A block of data
********************

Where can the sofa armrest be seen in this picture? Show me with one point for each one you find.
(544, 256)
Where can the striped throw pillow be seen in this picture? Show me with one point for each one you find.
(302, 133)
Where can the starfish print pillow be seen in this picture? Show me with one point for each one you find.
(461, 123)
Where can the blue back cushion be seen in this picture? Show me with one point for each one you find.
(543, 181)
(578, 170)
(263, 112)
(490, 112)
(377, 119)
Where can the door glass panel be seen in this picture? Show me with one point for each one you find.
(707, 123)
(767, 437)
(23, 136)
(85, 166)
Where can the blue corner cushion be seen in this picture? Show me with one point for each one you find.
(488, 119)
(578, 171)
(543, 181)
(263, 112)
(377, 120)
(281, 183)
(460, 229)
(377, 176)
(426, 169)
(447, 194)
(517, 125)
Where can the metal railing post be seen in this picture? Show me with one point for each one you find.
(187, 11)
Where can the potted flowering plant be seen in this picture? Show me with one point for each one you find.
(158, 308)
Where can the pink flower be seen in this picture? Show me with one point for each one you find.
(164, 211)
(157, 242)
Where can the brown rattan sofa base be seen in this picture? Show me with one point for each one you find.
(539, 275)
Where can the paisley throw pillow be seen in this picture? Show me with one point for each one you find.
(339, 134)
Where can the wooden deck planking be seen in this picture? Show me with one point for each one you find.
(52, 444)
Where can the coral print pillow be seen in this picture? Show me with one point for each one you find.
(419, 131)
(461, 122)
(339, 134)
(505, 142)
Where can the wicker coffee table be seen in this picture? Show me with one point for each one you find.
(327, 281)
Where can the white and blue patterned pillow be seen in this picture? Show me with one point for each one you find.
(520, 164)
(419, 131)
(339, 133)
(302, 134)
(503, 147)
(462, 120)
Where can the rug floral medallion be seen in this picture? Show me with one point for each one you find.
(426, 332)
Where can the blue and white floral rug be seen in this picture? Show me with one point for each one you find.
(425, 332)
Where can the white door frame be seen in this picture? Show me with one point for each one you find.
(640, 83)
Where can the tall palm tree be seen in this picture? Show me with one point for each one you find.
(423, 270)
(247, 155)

********************

__EXERCISE__:
Turn the entries from the line with "Where can the white and" through the end of the block into a two-column CSV with the headers text and points. Give one row per entry, with its wording and its points each in one quoted field and any line breaks replaced by spaces.

__REPLY__:
text,points
"Where can the white and blue patterned pillow be seen in this picture? Show me with one point for each one you find.","(520, 164) (419, 131) (339, 133) (302, 134) (503, 147) (462, 120)"
"Where can the rug floral medallion be seen in this picture? Show me with one point for each one you find.","(426, 332)"
"Where can the blue and white floral rug be seen in this picture? Show me with one point for each one you find.","(425, 332)"
"Where can the white door frame be seen in this picture? Show me with one point for each one you find.","(640, 83)"
"Where can the tall palm tree be seen in this picture? Show me with one point for each one you find.","(423, 270) (247, 155)"